TEXT PASSAGE »

** BEGIN **

7.2 Selection Criteria

The original ICE methodology (Hammond & Jones, 2008) established a five-criteria selection framework that has been refined across subsequent versions. The criteria assess:

• Methodology compatibility. Whether the source study used a methodology compatible with the EN 15804 cradle-to-gate boundary (or could be reconciled to it).
• Data age. Currency of the underlying data, with progressive deprecation of older studies.
• Geographic context. Relevance of the production geography to the operative use case (predominantly UK and Western European production, with international data noted where used).
• Data quality. Documentation quality, transparency of allocation choices, and robustness of underlying activity data.
• Source authority. Standing of the publishing body, peer-review status, EPD programme operator verification.

** END **

DATASET CONTENT »
** BEGIN **

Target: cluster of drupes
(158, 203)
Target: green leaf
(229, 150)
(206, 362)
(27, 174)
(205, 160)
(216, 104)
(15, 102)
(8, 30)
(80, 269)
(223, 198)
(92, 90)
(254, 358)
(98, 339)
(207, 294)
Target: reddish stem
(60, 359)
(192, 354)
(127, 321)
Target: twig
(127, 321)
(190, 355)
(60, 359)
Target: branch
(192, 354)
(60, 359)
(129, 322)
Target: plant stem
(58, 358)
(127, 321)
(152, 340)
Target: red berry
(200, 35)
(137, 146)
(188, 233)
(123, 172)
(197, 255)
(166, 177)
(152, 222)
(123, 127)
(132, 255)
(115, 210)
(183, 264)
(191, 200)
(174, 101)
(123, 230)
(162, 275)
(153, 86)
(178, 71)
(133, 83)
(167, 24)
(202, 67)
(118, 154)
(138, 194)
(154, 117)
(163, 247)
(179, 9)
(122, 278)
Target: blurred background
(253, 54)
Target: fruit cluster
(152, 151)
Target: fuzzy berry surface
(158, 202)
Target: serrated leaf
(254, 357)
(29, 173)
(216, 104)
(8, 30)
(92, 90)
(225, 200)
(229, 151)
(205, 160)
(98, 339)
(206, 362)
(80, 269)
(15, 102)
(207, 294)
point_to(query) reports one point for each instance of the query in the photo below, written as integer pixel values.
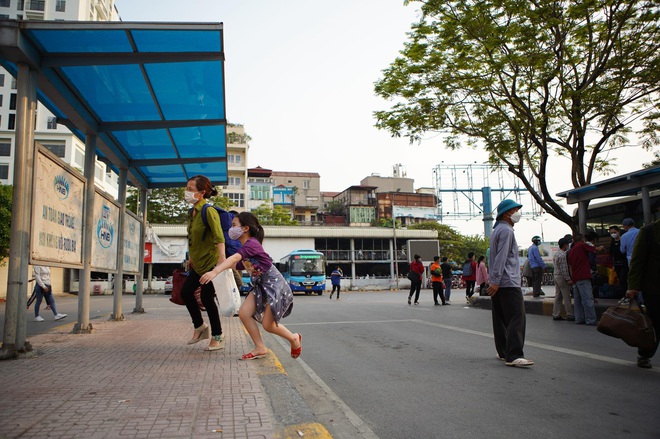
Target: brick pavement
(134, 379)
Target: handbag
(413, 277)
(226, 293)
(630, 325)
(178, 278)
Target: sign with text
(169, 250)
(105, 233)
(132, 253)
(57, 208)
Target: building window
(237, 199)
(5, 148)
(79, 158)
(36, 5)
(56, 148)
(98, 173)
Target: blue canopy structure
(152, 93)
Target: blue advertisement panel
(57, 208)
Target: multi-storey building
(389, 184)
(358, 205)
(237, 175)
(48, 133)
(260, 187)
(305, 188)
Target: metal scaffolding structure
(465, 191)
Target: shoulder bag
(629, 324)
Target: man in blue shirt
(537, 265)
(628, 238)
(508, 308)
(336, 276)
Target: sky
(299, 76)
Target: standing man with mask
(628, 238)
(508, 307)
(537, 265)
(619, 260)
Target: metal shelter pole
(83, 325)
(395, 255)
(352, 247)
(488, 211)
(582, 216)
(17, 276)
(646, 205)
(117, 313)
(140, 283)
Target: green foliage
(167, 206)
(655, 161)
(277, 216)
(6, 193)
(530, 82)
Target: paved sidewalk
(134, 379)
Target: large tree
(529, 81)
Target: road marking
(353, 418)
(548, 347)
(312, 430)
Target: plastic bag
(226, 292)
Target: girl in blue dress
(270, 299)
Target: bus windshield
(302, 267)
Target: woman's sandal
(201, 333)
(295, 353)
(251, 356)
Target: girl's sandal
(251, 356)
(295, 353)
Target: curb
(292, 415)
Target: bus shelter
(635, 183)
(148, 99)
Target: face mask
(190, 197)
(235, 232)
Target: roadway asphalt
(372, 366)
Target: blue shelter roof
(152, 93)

** END **

INSTRUCTIONS »
1. Please repeat the stretch of the selection criteria text from "The original ICE" through "noted where used).", word for word.
2. Carry the section on ICE selection criteria forward from its last line.
The data has no connection to the selection criteria text.

ANSWERS IN ORDER »
1.
The original ICE methodology (Hammond & Jones, 2008) established a five-criteria selection framework that has been refined across subsequent versions. The criteria assess:

• Methodology compatibility. Whether the source study used a methodology compatible with the EN 15804 cradle-to-gate boundary (or could be reconciled to it).
• Data age. Currency of the underlying data, with progressive deprecation of older studies.
• Geographic context. Relevance of the production geography to the operative use case (predominantly UK and Western European production, with international data noted where used).

2.
7.3 Aggregation

Where multiple compatible sources exist for a single material category, ICE reports a mean value across the underlying studies, with the range disclosed in the Advanced version material profiles. The aggregation does not weight individual sources unless documented; the assumption is that selected sources have already passed the selection criteria and are of comparable methodological quality.

7.4 Data Quality Framework

The v3.0 introduction of data quality indicators was a substantive methodology advance over v2.0 and earlier. The framework, expanded in v4.0, applies indicators across source quality, sample size (number of underlying studies), geographic representativeness, temporal currency, and methodological alignment. Users of the Advanced version see these indicators per material; users of the Educational version see the aggregated values with quality context in the documentation.

8. The April 2026 Licensing Reform

In April 2026, Circular Ecology issued an Important ICE Database Announcement that materially changed the licensing structure for non-educational users of the ICE Database. The reform addressed two longstanding tensions: the gap between ICE’s free-resource ethos and the substantial commercial integration that had developed (over 750 organisations registered for commercial use in v4.0’s first 60 days alone), and the funding-model question of how to sustain ICE Database maintenance as the dataset’s complexity and the data-quality framework expanded.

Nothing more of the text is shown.